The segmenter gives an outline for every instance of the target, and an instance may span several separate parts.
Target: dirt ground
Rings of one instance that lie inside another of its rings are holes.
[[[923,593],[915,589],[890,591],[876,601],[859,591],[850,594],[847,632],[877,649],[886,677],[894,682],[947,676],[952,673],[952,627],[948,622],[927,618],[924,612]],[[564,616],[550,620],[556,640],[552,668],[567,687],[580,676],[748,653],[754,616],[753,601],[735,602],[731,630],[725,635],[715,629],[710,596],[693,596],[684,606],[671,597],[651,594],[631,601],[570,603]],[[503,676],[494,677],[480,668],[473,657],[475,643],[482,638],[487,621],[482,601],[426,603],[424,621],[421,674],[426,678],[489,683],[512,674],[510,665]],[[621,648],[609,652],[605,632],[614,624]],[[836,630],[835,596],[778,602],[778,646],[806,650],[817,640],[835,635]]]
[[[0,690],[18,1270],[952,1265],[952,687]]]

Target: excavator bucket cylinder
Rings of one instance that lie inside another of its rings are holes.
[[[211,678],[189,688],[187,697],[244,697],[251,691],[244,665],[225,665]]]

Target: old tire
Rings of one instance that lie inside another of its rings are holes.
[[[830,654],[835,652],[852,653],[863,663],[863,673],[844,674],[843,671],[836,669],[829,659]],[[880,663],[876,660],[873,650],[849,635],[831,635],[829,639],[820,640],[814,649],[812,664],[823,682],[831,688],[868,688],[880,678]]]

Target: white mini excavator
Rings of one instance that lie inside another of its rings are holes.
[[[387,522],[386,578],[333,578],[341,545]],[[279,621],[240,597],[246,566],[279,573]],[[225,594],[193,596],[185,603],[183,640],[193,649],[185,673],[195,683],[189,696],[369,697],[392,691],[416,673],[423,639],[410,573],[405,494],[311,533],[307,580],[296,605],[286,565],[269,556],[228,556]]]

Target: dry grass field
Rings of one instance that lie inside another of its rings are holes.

▶ _Written exercise_
Copy all the items above line for line, leaving every character unchanged.

▶ _Solution to the problem_
The segmenter gives an outline for every instance of the target, and an instance may span several separate parts.
Target: dirt ground
Rings of one instance that lie inside another of its rings are holes.
[[[923,593],[915,589],[890,591],[876,601],[859,591],[850,594],[847,632],[877,649],[886,677],[894,682],[947,676],[952,673],[952,627],[948,622],[927,618],[924,612]],[[564,616],[550,620],[556,640],[552,668],[567,687],[580,676],[748,653],[754,616],[753,601],[735,602],[731,630],[725,635],[715,629],[710,596],[693,596],[684,606],[671,597],[651,594],[631,601],[570,603]],[[503,676],[494,677],[480,668],[473,657],[475,643],[482,638],[487,621],[482,601],[426,603],[424,621],[421,674],[426,678],[489,683],[512,674],[510,665]],[[621,648],[609,652],[605,632],[614,624]],[[836,630],[835,596],[778,602],[778,646],[806,650],[817,640],[835,635]]]
[[[0,690],[18,1270],[952,1265],[952,687]]]

Target: excavator bucket cylinder
Rings of one instance that lie inside another of its rings are holes.
[[[211,678],[189,688],[187,697],[244,697],[251,691],[244,665],[225,665]]]

Target: old tire
Rings of one instance that lie inside another of its rings are holes.
[[[830,654],[835,652],[852,653],[863,663],[863,673],[844,674],[843,671],[836,669],[829,659]],[[880,663],[876,660],[873,650],[849,635],[831,635],[829,639],[820,640],[814,649],[812,664],[823,682],[831,688],[868,688],[880,678]]]

Target: white mini excavator
Rings of one instance that lie inside another of its rings are holes.
[[[387,522],[386,578],[333,578],[341,545]],[[279,621],[240,597],[246,566],[279,573]],[[225,594],[193,596],[185,603],[183,640],[193,649],[185,673],[195,683],[189,696],[369,697],[392,691],[416,673],[423,639],[410,573],[405,494],[311,533],[307,580],[296,605],[286,565],[269,556],[228,556]]]

Target: dry grass field
Rings of one instance that lie inside another of its rings are holes.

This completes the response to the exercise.